One Billion Row Challenge in Java: Part 4 - in Less than 10 seconds

One Billion Row Challenge in Java: Part 4 - in Less than 10 seconds

Introduction

The One Billion Row Challenge (1BRC) is a fun exploration of how far modern Java can be pushed for aggregating one billion rows from a text file. Grab all your (virtual) threads, reach out to SIMD, optimize your GC, or pull any other trick, and create the fastest implementation for solving this task

Data Format

The text file contains temperature values for a range of weather stations. Each row is one measurement in the format <string: station name>;<double: measurement>, with the measurement value having exactly one fractional digit. The following shows ten rows as an example:

Hamburg;12.0
Bulawayo;8.9
Palembang;38.8
St. John's;15.2
Cracow;12.6
Bridgetown;26.9
Istanbul;6.2
Roseau;34.4
Conakry;31.2
Istanbul;23.0        

Task Description

The task is to write a Java program which reads the file, calculates the min, mean, and max temperature value per weather station, and emits the results on stdout like this (i.e. sorted alphabetically by station name, and the result values per station in the format <min>/<mean>/<max>, rounded to one fractional digit):

{Abha=-23.0/18.0/59.2, Abidjan=-16.2/26.0/67.3, Abéché=-10.0/29.4/69.0, Accra=-10.1/26.4/66.4, Addis Ababa=-23.7/16.0/67.0, Adelaide=-27.8/17.3/58.5, ...}        

Current Baseline

Hampus takes (28.381 seconds) to execute, it achieves it by doing the following:

  1. Leveraging memory mapped files for optimized data access.
  2. Implementing custom parsing and processing to swiftly extract and process data from byte buffers.

+ + + + + + +

CHALLENGE 1
List every line of the listing that contains the string "snow".
The listing that comes next has no connection to the challenge description above.

Annotation data for object locations
+ + + + + + +

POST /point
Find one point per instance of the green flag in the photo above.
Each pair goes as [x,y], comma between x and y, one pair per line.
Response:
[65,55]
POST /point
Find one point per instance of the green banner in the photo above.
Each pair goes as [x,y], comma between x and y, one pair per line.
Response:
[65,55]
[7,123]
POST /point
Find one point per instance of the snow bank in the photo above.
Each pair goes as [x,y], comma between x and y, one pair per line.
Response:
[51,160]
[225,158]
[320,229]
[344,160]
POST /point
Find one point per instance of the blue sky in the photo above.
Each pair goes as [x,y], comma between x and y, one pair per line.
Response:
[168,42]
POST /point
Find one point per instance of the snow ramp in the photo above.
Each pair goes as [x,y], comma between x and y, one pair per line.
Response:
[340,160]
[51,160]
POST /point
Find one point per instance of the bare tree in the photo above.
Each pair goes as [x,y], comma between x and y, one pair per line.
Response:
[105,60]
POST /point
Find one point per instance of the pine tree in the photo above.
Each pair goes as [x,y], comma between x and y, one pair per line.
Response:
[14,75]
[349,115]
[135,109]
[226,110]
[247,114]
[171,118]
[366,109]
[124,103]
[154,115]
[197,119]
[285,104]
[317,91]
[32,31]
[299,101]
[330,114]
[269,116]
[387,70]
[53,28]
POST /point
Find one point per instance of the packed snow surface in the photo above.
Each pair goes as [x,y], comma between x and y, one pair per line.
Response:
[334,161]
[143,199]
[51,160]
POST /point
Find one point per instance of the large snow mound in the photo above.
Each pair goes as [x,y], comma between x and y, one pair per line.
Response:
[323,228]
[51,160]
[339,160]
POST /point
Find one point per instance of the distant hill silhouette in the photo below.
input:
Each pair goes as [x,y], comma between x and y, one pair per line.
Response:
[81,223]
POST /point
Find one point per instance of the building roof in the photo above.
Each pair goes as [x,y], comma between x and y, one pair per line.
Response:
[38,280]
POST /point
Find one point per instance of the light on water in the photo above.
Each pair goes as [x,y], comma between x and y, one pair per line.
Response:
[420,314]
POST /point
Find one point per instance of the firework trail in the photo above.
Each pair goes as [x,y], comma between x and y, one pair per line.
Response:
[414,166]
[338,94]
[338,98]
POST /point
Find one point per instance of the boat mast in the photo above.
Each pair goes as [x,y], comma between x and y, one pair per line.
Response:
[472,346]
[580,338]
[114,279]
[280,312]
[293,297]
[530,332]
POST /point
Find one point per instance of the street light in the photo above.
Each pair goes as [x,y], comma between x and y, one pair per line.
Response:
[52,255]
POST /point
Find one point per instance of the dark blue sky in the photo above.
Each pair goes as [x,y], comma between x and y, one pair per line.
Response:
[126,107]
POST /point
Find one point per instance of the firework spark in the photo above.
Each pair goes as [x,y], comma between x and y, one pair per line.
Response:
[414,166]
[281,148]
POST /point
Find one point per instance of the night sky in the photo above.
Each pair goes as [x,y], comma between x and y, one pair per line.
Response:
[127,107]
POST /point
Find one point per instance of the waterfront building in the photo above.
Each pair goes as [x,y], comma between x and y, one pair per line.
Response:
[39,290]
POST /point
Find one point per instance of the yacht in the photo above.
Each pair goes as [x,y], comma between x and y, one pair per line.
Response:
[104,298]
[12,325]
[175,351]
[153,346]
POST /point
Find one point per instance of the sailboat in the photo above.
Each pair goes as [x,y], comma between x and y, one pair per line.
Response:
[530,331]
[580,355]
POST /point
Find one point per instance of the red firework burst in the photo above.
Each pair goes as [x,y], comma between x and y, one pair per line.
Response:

+ + + + + + +

CHALLENGE 2
According to the challenge description, how many fractional digits does each measurement value in the text file have?

WORKED SOLUTION 1
Find one point per instance of the snow bank in the photo above.
Find one point per instance of the snow ramp in the photo above.
Find one point per instance of the packed snow surface in the photo above.
Find one point per instance of the large snow mound in the photo above.

WORKED SOLUTION 2
Each measurement value has exactly one fractional digit.